[Start of section]
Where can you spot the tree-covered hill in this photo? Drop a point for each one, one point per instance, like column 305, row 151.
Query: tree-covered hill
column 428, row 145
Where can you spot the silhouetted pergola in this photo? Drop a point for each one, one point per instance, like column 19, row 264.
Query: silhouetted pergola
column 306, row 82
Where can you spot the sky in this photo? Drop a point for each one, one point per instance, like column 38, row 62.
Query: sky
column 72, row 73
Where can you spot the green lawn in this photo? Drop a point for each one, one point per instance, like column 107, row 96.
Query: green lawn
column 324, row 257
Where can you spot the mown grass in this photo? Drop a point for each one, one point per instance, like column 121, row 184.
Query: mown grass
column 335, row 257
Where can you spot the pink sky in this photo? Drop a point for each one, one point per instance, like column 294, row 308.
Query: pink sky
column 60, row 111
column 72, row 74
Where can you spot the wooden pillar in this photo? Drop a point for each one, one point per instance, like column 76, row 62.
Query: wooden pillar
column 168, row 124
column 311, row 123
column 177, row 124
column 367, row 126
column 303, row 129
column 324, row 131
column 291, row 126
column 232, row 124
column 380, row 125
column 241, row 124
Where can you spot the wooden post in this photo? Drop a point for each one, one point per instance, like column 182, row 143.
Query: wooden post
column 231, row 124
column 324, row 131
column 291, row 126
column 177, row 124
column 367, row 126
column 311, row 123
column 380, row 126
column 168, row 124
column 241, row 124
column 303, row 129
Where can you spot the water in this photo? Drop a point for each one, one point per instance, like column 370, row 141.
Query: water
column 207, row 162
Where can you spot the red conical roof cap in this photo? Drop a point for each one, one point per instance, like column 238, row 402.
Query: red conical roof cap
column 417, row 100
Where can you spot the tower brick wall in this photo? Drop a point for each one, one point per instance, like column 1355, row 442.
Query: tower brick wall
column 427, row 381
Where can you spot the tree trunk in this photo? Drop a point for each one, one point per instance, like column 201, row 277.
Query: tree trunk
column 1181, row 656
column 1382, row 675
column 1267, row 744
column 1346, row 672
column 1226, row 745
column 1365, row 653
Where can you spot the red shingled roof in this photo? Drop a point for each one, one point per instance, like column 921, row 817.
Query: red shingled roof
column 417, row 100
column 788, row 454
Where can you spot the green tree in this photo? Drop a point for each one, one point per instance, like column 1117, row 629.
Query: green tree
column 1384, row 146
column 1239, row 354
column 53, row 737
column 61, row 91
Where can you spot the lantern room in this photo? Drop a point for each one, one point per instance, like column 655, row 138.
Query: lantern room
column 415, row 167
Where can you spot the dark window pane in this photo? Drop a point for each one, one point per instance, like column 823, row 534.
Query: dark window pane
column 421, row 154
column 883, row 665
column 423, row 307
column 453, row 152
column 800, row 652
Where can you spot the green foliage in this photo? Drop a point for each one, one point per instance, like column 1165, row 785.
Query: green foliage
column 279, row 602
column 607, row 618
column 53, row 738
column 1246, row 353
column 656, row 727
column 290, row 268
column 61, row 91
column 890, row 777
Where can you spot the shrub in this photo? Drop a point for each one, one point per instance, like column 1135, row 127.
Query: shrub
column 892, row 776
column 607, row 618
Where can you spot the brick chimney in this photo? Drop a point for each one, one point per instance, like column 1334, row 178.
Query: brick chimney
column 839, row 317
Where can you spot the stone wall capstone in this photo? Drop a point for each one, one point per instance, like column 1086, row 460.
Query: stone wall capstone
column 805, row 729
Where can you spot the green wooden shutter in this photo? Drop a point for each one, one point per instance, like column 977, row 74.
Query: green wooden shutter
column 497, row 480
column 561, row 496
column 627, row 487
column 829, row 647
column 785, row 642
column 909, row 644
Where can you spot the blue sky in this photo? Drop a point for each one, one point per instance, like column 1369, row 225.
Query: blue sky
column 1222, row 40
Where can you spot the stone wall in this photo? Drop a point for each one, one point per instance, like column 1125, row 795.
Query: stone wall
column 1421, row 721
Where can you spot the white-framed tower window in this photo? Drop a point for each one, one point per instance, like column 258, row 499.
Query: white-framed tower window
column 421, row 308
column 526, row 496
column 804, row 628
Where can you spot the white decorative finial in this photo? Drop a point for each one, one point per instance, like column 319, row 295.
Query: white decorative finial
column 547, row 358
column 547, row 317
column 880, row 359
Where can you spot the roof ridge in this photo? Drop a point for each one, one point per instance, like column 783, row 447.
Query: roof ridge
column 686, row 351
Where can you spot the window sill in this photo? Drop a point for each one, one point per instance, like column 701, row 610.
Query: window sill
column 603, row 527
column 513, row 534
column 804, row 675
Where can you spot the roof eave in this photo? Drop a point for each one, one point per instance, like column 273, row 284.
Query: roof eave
[End of section]
Your assignment :: When you reach the line with "Query: mown grass" in the records above, start writing out lines exactly, and stop once the line with "Where can you spot the wooden pillar" has been written; include nothing else.

Result of this task ::
Query: mown grass
column 335, row 257
Where can you spot the pink sky in this photo? Drop a point for each one, one point per instance, like column 294, row 308.
Query: pink sky
column 60, row 111
column 72, row 74
Where can you spot the wooden pillar in this photo? Drop a point for each one, one point per instance, like column 76, row 62.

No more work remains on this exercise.